> _RECORD SET_:

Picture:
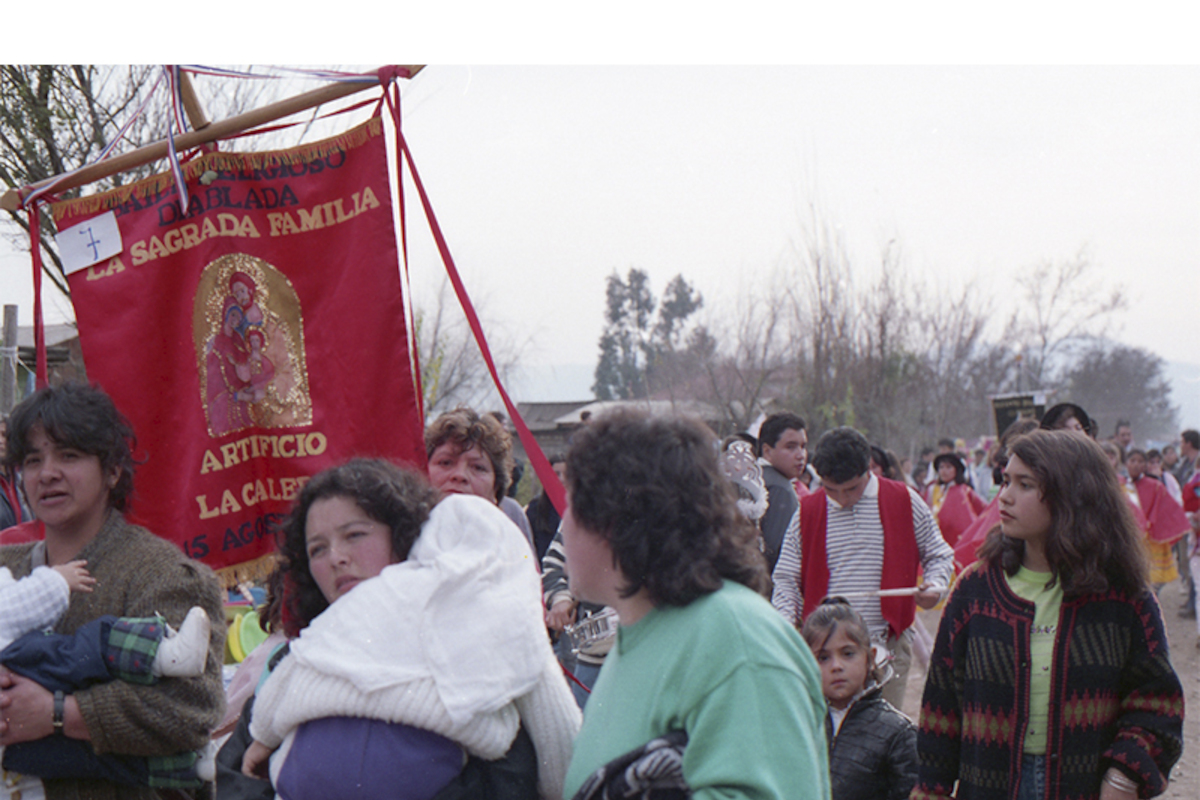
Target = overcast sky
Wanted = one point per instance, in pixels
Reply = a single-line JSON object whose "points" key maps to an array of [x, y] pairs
{"points": [[549, 178]]}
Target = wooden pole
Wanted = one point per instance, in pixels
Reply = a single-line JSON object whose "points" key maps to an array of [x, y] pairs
{"points": [[211, 132], [191, 102], [9, 361]]}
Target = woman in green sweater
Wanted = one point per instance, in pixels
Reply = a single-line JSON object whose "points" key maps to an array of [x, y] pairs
{"points": [[706, 679]]}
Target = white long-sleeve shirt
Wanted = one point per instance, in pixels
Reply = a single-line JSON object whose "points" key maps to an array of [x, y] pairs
{"points": [[31, 603], [855, 554]]}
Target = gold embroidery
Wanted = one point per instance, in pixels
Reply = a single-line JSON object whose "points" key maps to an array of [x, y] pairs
{"points": [[247, 328]]}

> _EXERCISE DESCRIPTION_: The lines to copy are those in the listing that contain the word "Target".

> _OUTPUT OF THE EXERCISE_:
Target = overcast sky
Target = wooden pole
Target = woman in green sweater
Target = white long-sleeve shirt
Target = gold embroidery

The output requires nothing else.